WHAT YOU NEED TO DO
Quote every line of the listing below, word for word.

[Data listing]
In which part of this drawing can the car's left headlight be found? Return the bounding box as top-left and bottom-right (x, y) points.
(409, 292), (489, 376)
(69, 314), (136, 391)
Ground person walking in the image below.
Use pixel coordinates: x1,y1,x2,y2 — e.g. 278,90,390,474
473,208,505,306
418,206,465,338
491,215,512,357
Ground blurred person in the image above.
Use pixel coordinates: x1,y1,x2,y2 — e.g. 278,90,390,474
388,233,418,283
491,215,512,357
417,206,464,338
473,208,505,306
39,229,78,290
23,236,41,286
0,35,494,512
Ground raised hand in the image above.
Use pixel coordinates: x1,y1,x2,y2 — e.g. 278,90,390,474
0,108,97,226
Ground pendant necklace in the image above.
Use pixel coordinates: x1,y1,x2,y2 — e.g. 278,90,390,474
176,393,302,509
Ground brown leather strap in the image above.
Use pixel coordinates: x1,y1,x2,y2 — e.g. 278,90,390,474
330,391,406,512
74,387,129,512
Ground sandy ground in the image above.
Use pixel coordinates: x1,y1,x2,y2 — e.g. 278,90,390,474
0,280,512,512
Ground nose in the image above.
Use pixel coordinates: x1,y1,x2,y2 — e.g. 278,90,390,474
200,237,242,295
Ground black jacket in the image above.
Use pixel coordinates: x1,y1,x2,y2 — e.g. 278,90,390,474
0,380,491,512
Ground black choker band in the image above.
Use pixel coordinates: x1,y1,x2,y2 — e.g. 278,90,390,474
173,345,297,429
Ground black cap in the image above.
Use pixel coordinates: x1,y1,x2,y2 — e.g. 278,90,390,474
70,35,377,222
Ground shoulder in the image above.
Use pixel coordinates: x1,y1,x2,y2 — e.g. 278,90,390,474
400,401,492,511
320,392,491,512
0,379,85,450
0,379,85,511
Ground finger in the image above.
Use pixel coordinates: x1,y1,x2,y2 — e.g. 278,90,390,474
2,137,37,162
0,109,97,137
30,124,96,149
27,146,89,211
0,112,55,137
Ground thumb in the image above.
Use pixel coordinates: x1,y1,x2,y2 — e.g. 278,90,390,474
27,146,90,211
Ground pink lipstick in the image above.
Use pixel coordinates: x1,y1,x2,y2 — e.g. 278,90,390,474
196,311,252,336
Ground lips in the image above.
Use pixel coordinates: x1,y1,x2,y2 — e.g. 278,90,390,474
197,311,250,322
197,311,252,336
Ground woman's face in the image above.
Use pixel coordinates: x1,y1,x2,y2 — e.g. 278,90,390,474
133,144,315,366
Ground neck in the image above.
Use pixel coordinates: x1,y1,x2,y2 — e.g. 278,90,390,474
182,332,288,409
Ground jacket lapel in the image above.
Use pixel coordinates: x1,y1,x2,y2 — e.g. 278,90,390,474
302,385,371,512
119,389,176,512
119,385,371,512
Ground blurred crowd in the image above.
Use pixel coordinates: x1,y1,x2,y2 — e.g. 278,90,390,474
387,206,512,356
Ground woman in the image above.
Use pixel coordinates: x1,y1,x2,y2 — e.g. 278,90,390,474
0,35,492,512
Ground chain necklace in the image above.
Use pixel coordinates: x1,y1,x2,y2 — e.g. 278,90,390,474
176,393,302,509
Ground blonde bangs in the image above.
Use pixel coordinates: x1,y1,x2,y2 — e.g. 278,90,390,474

THE OUTPUT
In which part of this drawing can the car's left headlight be found? Return the bounding box as top-left and bottom-right (x, y) points.
(409, 292), (489, 376)
(69, 314), (136, 391)
Ground person walking in the image below.
Use pixel coordinates: x1,y1,x2,y2 — e.g. 278,90,390,474
473,208,505,306
418,206,465,338
491,215,512,357
Ground blurred person in the image above.
Use pixel coordinates: x1,y1,x2,y2 — e.g. 278,90,390,474
388,233,418,283
491,215,512,357
417,206,464,338
473,208,505,306
39,229,78,290
23,236,41,286
0,35,494,512
Ground raised hand in the image above.
Use pixel coordinates: x1,y1,x2,y2 — e.g. 278,90,390,474
0,108,97,226
Ground pendant necklace in the image above.
Use pixel coordinates: x1,y1,x2,y2 — e.g. 278,90,390,474
176,393,302,509
Ground brown leather strap in the image above.
Use pixel coordinates: x1,y1,x2,y2 — e.g. 278,90,390,474
330,391,406,512
74,387,129,512
Ground sandy ground in the image above.
Use pixel coordinates: x1,y1,x2,y2 — e.g. 278,90,390,474
0,280,512,512
Ground nose in the image above.
Use pixel coordinates: x1,y1,x2,y2 — e.g. 278,90,390,474
200,237,242,295
Ground black jacket in the image above.
Use pixel coordinates: x1,y1,x2,y2 — e.g. 278,90,390,474
0,380,491,512
Ground black choker band in the image above.
Use pixel coordinates: x1,y1,x2,y2 — e.g. 278,90,390,474
173,345,297,429
Ground black cap in the image above.
Use pixel coordinates: x1,y1,x2,y2 — e.g. 278,90,390,474
70,35,377,222
Ground shoulder in the image above.
Use pixel coordinates: x1,y1,x2,y2 — e.g. 278,90,390,474
400,401,492,511
320,392,491,512
0,379,85,450
0,379,85,511
Ground finger in the image above.
Use pixel coordinates: x1,y1,x2,y2 — e.g. 278,90,390,474
2,137,37,162
0,109,97,137
30,124,96,149
27,146,89,211
0,112,55,137
Ground thumb in the image above.
Use pixel coordinates: x1,y1,x2,y2 — e.g. 278,90,390,474
27,146,90,211
Ground pink lipstick in the image above.
Use pixel coordinates: x1,y1,x2,y2 — e.g. 278,90,390,474
196,311,252,336
Ground lips in the image above.
Use pixel coordinates: x1,y1,x2,y2 — e.g. 278,90,390,474
197,311,250,322
197,311,252,336
Ground woman's face in the image above.
Use pixel coordinates: x1,y1,x2,y2 — e.g. 278,90,390,474
133,144,315,366
Ground neck in the image above.
Use pixel coordinates: x1,y1,x2,y2 — e.g. 278,90,390,474
182,332,288,409
Ground jacket lapel in the image above.
Use pixel coordinates: x1,y1,x2,y2 — e.g. 278,90,390,474
302,385,371,512
119,389,176,512
119,385,371,512
Ground blurred crowd in the image above.
Use pixel coordinates: x1,y1,x2,y2 — e.g. 278,90,390,474
387,206,512,356
Ground woman in the image above.
Use pixel coordinates: x1,y1,x2,y2 — e.g. 278,90,390,474
0,35,492,512
Ground chain necklace in the image above.
Use pixel coordinates: x1,y1,x2,y2 — e.g. 278,90,390,474
176,393,302,509
Ground blonde bangs in the image above.
Use pixel coordinates: x1,y1,x2,y2 — e.g. 278,90,390,474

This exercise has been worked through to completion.